Understanding the SLOG function with needed recommendations

mauzilla · April 16, 2024, 10:16am

So we’re getting some Dell R630 servers in which we plan to run 2 pools (4x 4TB Drives Mirrored (“raid10”) so 8TB), and 2 of them, so 2x 8TB striped mirrored vdevs - These are used as VM storage over NFS (where NFS is the only thing we know but have the option in XO to use ISCSI as well) - All storage is SSD’s

The servers are setup with dual power supplies (seperate power sources), dual CPU’s / memory and redundant 10GB network between the devices, backup generator electricity but more importantly we do a replication task of the above servers to a secondary “failover” TrueNASes on an hourly basis.

We don’t have dedicated SLOG’s yet, but considering to get Radium or Optanes from ebay.

So my understanding here is with how data is written:

ASYNC write requests waits for acknowledgement from memory, not persisted disks. This is the fastest possible speed we will get, but the risk is that sudden power less, kernel panic etc will lead to data loss (and possibly corruption of VHD files) as what the other end expected to be written to disk has not been done.
SYNC writes wait until an acknowledgement is done from storage. This is the slowest path but the most guarantee that there would not be data corruption during the unexpected.
To middle ground is to have a SLOG (which I believe is default in Truenas which allows for the data to be written to a SLOG (which by default is part of the pool) but as this happens in default scenario, this will have some degraded performance as the disks is used for both the SLOG and permanent storage. The advantage however is that during an unexpected power loss, the ZIL can be read back from the SLOG to complete the last transactions that was previously considered written and it’s high5’s all around.

Supplied material:
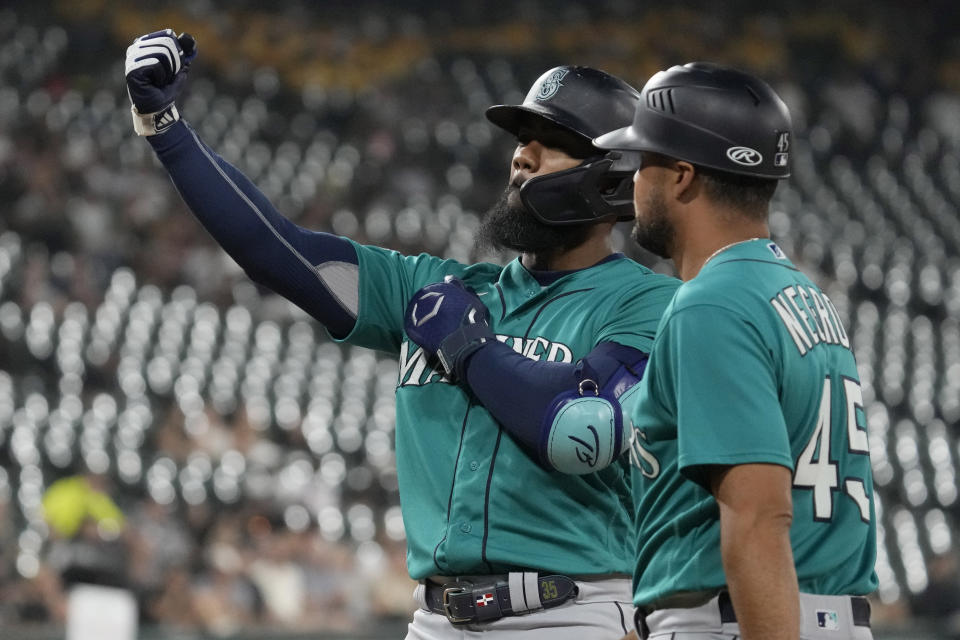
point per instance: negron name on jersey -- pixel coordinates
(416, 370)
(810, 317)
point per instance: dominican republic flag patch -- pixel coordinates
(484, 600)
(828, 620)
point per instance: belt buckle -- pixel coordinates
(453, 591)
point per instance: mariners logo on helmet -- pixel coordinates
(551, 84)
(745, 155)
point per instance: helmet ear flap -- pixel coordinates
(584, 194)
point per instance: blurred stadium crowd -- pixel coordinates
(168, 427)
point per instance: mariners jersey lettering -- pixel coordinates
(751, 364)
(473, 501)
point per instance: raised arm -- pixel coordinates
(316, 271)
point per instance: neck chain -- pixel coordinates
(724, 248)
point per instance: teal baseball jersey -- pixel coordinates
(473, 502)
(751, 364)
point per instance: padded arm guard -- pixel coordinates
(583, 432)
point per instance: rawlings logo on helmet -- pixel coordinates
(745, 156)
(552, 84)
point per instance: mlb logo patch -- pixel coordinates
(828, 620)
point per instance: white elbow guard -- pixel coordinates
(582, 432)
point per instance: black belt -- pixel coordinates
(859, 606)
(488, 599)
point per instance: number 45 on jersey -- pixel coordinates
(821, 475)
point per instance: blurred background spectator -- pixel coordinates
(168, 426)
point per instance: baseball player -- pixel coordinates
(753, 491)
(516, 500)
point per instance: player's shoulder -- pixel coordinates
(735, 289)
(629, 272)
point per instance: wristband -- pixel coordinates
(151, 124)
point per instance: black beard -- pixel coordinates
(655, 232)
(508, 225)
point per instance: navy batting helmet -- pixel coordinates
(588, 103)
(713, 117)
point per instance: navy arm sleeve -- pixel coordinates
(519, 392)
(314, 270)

Tasks to perform:
- a) How would you put this sentence from the SLOG forum thread into Spanish: "SYNC writes wait until an acknowledgement is done from storage."
- b) Can you reproduce a stretch of the records word for word, beginning at the line that has "point per instance: baseball" and stopping after the final line of the records?
The records are unrelated to the SLOG forum thread.

Responses per task:
- a) Las escrituras SYNC esperan hasta que se recibe una confirmación del almacenamiento.

- b)
point per instance: baseball player -- pixel coordinates
(753, 491)
(516, 500)
point per instance: player's shoulder -- pixel coordinates
(735, 289)
(629, 272)
point per instance: wristband -- pixel coordinates
(151, 124)
point per instance: black beard -- pixel coordinates
(655, 232)
(508, 225)
point per instance: navy batting helmet -- pixel coordinates
(588, 103)
(713, 117)
point per instance: navy arm sleeve -- pixel coordinates
(519, 392)
(314, 270)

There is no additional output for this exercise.